## Text segment:
## BEGIN

Note: For this assignment, you should use the up-to-date version of the study questions from the website, not the version in the back of your course Reader.
Two 5 page papers (25% each). See the schedule for due dates. Late papers will be accepted (up to one week late), but penalized up to a full grade.
Peer review of first paper (5%). This assignment will be completed on the website
http://turnitin.com. You will be asked to comment anonymously on two randomly assigned papers by other students.In-class final exam (25%). Wednesday, May 16, 8–11 AM.
Section participation will not be formally graded, but will be taken into account in borderline cases.
Graduate students who are taking the course for credit should talk with me about requirements.
Lectures
Lectures will take place Tu 11–12:30 in 213 Wheeler. Attendance is expected. You will get the most out of lectures if you do the assigned reading before lecture, then again after lecture. Use the Study Questions to help guide you to most the important parts of the text.
Sections
Discussion sections will give you the opportunity to discuss course material in a small-group setting. All students who are taking the course for credit must be in a section. Section preferences will be solicited on Thursday, January 18. You will be informed of your section time and place by e-mail; if you don’t hear from us by Sunday, January 21, please get in touch. Section meetings will begin the week of January 22.

## END

## Stored rows:
## BEGIN

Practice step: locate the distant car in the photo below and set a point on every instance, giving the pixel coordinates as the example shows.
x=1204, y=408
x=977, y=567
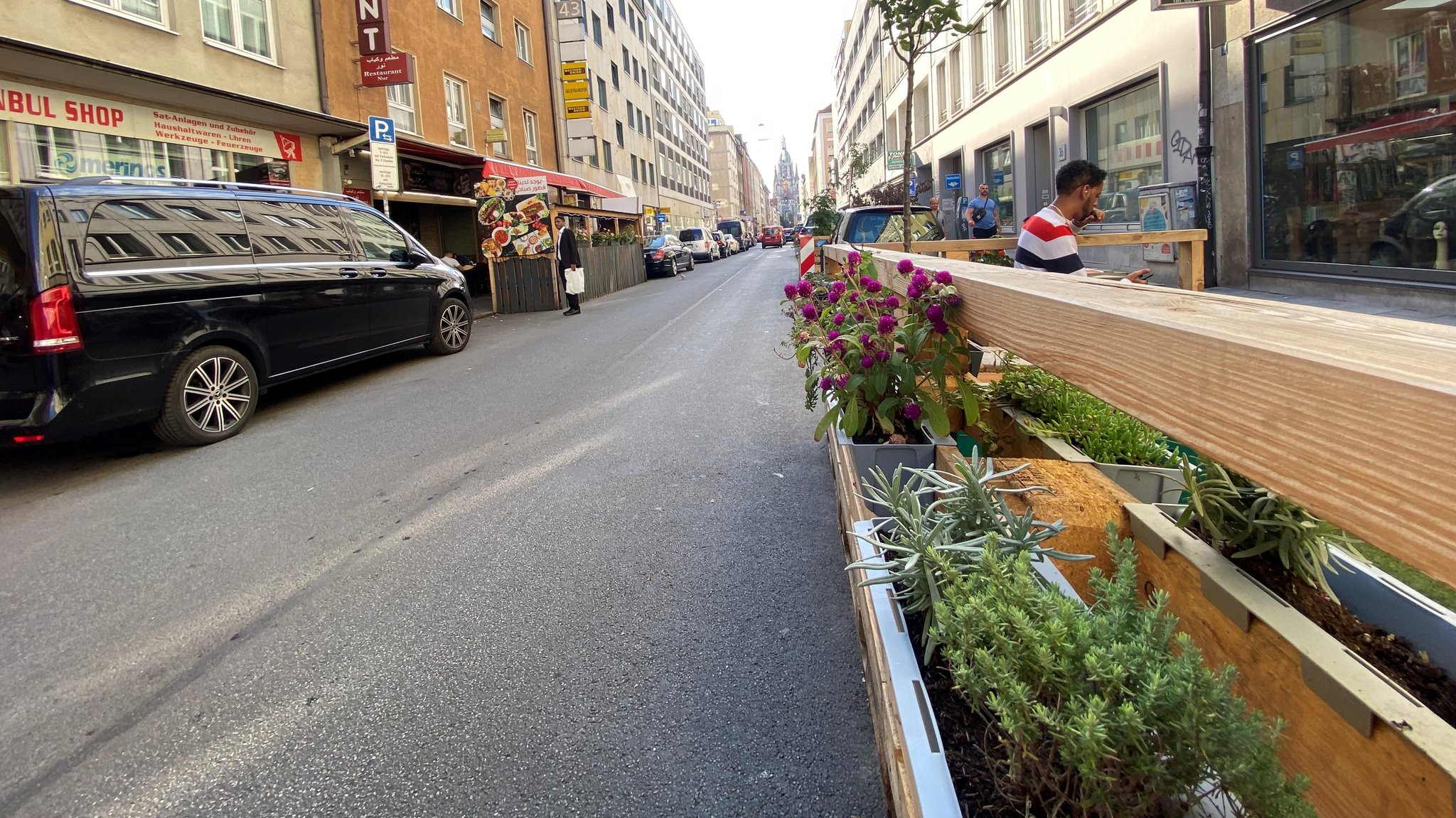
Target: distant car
x=701, y=244
x=664, y=255
x=886, y=223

## END

## Problems to work on:
A – According to the course syllabus, why should students do the assigned reading both before and after each lecture?
B – In the course syllabus, in which week do section meetings begin?

## Solutions in order:
A – Doing the assigned reading before lecture and again afterward is how students will get the most out of the lectures.

B – The week of January 22.